* [EXERCISE SET]:
a) Using the burn injury text below, decide whether each statement agrees with it: (i) Larger burn size and younger age each independently predict the need for intubation. (ii) Fever, tachycardia, and leukocytosis in burn patients reliably point to sepsis. (iii) The level of anabolic hormones rises after burn injury. Answer yes or no for each and quote the words from the text that settle it.
b) Besides the wound, the burn injury text below names other sites of infection that need watching in the burn patient. List every one of them.
c) Continue the burn injury text below, picking up right after its last sentence.

* [DOCUMENT EXCERPT]:

Pathophysiologic manifestations of burn injury

graphic file with name IJCIIS-2-128-g002.jpg

In addition to the development of SIRS, a hypermetabolic state ensues as well. The inflammatory mediators and loss of protein result in a significant increase in energy expenditure and a catabolic state,[10] while the level of anabolic hormones is markedly decreased[11] causing an imbalance of energy use and availability. This contributes to a loss of muscle protein, bone mineral density, and overall bone mineral content.[1] In addition, thermoregulatory responses are impaired, with resetting of the patient's core temperature in proportion to the total burn area.[12] Burned skin is unable to retain heat and water, with the potential consequence of massive evaporative fluid losses and metabolic responses much more severe than thought previously.[13]

From a respiratory standpoint, burn injury results in a complicated picture, with initial management focused on securing a potentially edematous airway, and further management involving management of the consequences of inhalational injury, poisoning with carbon monoxide and cyanide, and the management of the potential development of the acute respiratory distress syndrome (ARDS). It has been demonstrated that both larger burn size and younger age are independent predictors for the need for intubation,[14] and that morbidity and mortality are high in burn patients with respiratory problems or inhalational injury.[15]

Gastrointestinal system dysfunction with bacterial translocation across the gut is a common complication of major burn injury and an independent cause of septic shock in the post-burn patient.[16] Bleeding from acute ulceration of the gastric mucosa may contribute to hypotension, anemia, and possible perforation, peritonitis, and septic shock.[17] Finally, the acute decrease in gastric emptying may put the burn patient at risk for aspiration during periods of sedation, airway instrumentation, or changes in mental status.[18]

Renal and hepatic dysfunction is primarily a result of decreased perfusion secondary to multifactorial causes of hypotension including significant evaporative fluid loss, protein loss, and decreased effective circulating volume, SIRS, and the development of septic shock in the setting of decreased barrier function.[19] Increased levels of catecholamines and inflammatory mediators result in vasoconstriction of the renal vasculature, which can be further aggravated by myoglobinuria, especially in children with electric burns. A secondary effect of hepatic and renal dysfunction is altered metabolism and elimination of several drugs used routinely in the care of the burn patient.

The propensity to develop infectious complications in burn children is secondary to disruption of barrier function of skin and gut mucosa, coupled with the immunosuppressive effects of burn injury. In addition to the wound as an obvious source of infection, other sites which demand vigilance and consideration in the burn patient include bacterial translocation from the gut, intravenous catheter-related bloodstream infection, urinary catheters, and ventilator-associated pneumonia.[20] Fever, tachycardia, and leukocytosis (three classic SIRS symptoms) are almost universal in burn patients and do not necessarily indicate sepsis.

Pharmacologic changes and altered binding and clearance of drugs occur almost immediately after burn injury, altering the pharmacodynamic and pharmacokinetic properties of many drugs. In the initial state of hypotension and organ injury, renal clearance is impaired, while later hyperdynamic and hypermetabolic states (>48 h after burn injury) lead to increased clearance.

[Source data]
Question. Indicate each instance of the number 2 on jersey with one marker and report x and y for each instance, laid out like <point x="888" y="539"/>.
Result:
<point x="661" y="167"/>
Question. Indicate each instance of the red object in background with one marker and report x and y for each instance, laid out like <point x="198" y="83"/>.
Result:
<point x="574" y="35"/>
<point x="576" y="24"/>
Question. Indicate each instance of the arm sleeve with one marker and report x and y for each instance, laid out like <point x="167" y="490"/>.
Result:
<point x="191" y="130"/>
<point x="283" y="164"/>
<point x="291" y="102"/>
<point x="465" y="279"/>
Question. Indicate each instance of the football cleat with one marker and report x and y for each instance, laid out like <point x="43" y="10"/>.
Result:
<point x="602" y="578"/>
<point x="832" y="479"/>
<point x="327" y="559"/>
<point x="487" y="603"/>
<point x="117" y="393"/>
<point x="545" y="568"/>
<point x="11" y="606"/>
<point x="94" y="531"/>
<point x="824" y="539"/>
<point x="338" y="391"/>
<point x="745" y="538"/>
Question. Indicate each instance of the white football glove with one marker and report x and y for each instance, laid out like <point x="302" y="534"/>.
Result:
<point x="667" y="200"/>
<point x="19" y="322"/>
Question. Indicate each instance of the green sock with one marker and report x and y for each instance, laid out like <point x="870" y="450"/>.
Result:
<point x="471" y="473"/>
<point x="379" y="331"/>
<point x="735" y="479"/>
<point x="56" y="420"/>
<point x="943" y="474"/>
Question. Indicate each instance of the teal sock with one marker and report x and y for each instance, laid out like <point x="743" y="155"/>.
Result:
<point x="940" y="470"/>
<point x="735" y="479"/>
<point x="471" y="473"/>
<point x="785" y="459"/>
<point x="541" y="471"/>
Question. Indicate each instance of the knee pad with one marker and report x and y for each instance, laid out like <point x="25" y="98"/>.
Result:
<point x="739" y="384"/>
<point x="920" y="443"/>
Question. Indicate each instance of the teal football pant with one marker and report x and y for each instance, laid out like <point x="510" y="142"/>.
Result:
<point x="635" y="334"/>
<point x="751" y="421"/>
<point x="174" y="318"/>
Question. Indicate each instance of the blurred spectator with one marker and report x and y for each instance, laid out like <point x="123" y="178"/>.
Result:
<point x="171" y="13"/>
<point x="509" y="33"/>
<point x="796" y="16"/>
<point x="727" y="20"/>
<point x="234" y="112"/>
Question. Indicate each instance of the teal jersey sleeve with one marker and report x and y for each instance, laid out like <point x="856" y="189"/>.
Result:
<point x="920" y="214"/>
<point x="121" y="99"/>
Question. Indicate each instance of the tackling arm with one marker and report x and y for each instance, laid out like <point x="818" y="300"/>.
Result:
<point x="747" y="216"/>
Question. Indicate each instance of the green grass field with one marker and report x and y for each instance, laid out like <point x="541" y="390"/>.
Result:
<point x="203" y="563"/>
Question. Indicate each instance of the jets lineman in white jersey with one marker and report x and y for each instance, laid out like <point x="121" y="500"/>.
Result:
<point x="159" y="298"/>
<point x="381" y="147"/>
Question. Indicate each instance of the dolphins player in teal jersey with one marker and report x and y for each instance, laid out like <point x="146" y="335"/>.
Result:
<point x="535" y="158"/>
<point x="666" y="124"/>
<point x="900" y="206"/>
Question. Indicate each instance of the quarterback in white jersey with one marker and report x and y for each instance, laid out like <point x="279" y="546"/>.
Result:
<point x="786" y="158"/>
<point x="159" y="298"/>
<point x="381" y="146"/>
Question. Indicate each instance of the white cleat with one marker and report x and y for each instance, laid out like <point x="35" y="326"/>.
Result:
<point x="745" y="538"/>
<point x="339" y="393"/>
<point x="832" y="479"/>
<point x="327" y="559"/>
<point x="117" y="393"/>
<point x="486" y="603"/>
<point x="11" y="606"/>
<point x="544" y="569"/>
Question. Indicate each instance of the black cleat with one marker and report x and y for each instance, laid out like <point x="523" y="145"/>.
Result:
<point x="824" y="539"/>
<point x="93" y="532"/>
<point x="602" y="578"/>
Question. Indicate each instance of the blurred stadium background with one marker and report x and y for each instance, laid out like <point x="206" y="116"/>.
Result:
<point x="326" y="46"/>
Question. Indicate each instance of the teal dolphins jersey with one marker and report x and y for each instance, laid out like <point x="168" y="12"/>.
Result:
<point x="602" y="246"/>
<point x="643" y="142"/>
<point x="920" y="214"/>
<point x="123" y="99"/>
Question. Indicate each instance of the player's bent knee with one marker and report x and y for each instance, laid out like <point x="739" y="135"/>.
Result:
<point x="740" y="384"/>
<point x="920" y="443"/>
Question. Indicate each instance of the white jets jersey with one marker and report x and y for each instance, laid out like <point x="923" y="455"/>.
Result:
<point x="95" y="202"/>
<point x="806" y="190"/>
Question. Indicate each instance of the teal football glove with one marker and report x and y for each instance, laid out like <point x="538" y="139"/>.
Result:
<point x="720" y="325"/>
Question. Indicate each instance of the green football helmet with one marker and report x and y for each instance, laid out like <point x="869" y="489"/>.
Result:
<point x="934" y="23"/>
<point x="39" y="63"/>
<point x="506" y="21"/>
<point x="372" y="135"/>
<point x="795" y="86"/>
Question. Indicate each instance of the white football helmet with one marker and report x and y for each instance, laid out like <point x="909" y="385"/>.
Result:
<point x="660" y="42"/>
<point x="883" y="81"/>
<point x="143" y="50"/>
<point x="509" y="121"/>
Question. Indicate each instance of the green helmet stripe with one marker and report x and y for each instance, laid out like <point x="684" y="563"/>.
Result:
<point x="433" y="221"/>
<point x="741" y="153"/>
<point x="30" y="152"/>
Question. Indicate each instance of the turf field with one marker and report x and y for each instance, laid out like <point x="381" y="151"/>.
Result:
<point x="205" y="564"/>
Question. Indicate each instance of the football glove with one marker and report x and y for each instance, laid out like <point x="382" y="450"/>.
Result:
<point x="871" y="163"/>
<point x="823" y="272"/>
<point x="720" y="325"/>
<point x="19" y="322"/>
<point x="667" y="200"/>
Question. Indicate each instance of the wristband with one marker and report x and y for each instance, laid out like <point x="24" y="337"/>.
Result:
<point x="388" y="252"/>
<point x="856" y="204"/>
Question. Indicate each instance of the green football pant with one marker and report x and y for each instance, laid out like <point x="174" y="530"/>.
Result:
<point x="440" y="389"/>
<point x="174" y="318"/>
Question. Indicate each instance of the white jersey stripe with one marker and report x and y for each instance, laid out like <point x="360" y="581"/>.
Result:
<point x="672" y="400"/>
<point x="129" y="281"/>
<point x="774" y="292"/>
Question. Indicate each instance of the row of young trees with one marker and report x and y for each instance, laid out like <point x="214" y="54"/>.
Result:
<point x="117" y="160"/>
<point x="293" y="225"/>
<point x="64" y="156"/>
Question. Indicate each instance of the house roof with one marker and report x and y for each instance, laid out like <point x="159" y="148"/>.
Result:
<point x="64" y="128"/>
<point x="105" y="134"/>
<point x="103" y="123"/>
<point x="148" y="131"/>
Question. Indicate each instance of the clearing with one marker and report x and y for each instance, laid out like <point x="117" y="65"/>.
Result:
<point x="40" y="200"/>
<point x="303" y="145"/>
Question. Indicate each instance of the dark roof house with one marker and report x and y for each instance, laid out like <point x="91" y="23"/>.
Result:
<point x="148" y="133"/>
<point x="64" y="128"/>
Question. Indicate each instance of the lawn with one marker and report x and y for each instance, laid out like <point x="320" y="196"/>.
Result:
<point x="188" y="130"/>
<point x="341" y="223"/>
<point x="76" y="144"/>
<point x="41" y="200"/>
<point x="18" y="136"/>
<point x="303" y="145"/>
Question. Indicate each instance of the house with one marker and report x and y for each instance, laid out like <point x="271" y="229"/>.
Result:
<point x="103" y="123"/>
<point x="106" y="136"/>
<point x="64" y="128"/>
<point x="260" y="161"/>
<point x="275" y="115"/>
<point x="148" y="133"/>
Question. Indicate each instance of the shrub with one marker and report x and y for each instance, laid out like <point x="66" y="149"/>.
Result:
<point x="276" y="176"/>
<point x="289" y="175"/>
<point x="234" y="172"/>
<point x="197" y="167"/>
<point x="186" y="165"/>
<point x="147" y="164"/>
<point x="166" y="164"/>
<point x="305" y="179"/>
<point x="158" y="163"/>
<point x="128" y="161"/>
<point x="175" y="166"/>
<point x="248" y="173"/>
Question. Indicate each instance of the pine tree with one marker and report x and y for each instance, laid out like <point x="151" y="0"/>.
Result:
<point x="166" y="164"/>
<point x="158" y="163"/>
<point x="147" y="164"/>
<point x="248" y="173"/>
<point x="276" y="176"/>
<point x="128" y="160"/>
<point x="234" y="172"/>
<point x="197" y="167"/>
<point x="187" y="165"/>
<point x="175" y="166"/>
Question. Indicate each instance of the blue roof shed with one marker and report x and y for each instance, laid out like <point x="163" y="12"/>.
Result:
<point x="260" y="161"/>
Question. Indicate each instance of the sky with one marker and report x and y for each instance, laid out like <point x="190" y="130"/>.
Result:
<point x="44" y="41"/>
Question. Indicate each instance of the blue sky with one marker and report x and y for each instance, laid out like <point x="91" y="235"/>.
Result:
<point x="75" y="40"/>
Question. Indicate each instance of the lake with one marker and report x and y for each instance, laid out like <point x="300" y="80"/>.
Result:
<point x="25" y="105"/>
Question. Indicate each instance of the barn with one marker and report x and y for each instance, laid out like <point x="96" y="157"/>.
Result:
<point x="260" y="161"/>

* [ANSWERS IN ORDER]:
a)
(i) Yes: "both larger burn size and younger age are independent predictors for the need for intubation"
(ii) No: "Fever, tachycardia, and leukocytosis (three classic SIRS symptoms) are almost universal in burn patients and do not necessarily indicate sepsis."
(iii) No: "the level of anabolic hormones is markedly decreased"

b)
- bacterial translocation from the gut
- intravenous catheter-related bloodstream infection
- urinary catheters
- ventilator-associated pneumonia

c)
Decreased levels of serum albumin, occurring almost immediately, leads to increased free fraction of acidic drugs, while increased levels of a acid glycoprotein results in decreased free fraction of basic drugs.[21] A systemic upregulation of acetylcholine receptors and their proliferation to extra-junctional locations has been noted over time during the acute course of burn illness,[22] making succinylcholine administration to patients >24 h after burn injury an unsafe practice, potentially leading to life-threatening hyperkalemia and cardiac arrest. From a pain management standpoint, the elimination of morphine is unchanged after burn injury.[23]

MANAGEMENT OF INHALATIONAL INJURY AND RESPIRATORY FAILURE

Initial management of the pediatric burn patient requires evaluation of potential airway compromise, oxygenation, and ventilation. Predictors of significant inhalation injury and impending respiratory failure including stridor, wheezing, drooling, and hoarseness are indicative of airway swelling and compromise. The presence of soot in the mouth, facial burns, and history of entrapment in closed spaces such as house fires may be even more useful predictors of significant injury.[24] Circumferential burns to the neck can result in tight eschar formation that can exacerbate upper airway compromise. The key to airway management is to rapidly secure the airway prior to overt airway closure. The advent of fiberoptic intubation, video laryngoscopes, and laryngeal mask airway (LMA)-guided intubation has aided in the management of the difficult airway, although the route of tracheal intubation should be individualized and planned ahead of time.[25]

The source of burn injury to the lung involves a combination of both direct lung injury and systemic toxicity.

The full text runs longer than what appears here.